*Problem details:*
Would you copy each line of the data below that has "green"?
Segment Start: Input records
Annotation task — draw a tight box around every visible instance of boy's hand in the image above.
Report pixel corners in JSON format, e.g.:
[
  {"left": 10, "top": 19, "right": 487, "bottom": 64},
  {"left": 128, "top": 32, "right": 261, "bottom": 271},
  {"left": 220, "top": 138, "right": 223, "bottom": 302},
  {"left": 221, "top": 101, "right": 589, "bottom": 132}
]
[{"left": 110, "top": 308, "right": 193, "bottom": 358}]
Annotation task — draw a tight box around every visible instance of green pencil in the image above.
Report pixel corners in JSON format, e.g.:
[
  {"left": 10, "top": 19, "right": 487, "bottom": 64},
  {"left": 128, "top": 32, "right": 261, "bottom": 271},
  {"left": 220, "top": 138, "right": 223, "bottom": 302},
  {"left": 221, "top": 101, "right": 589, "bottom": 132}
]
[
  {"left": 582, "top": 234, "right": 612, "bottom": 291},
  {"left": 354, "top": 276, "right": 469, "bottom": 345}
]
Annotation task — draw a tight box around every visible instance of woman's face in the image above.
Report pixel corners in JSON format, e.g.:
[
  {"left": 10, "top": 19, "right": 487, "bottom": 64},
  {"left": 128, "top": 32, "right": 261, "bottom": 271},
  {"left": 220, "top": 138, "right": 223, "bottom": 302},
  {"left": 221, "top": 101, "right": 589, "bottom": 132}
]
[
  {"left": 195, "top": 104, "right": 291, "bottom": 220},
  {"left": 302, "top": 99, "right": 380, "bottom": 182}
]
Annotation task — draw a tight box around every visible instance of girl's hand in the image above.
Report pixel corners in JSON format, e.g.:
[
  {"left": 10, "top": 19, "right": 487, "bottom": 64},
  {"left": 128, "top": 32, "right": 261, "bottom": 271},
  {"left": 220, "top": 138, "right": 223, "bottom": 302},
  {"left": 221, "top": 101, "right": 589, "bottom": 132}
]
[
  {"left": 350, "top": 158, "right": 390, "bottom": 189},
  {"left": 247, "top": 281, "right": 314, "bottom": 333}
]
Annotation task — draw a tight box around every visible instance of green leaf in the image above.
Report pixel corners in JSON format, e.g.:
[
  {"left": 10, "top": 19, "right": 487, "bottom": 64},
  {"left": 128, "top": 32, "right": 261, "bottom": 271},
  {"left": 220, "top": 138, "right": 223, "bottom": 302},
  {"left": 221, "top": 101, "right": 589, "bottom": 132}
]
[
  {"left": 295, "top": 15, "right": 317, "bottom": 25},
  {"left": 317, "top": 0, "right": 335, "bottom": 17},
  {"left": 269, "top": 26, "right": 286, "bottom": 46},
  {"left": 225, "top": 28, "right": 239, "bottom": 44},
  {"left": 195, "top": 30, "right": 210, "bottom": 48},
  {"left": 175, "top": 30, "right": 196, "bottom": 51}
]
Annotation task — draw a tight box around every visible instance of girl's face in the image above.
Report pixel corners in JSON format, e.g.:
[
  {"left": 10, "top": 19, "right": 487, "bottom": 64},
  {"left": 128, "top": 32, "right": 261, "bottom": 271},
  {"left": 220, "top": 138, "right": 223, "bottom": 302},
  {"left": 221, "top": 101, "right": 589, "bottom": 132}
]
Segment End: Input records
*Response:*
Annotation task — draw a tight box around every visible instance of green pencil in the image above.
Annotation task — draw a tight box around every visible instance of green leaf in the image above.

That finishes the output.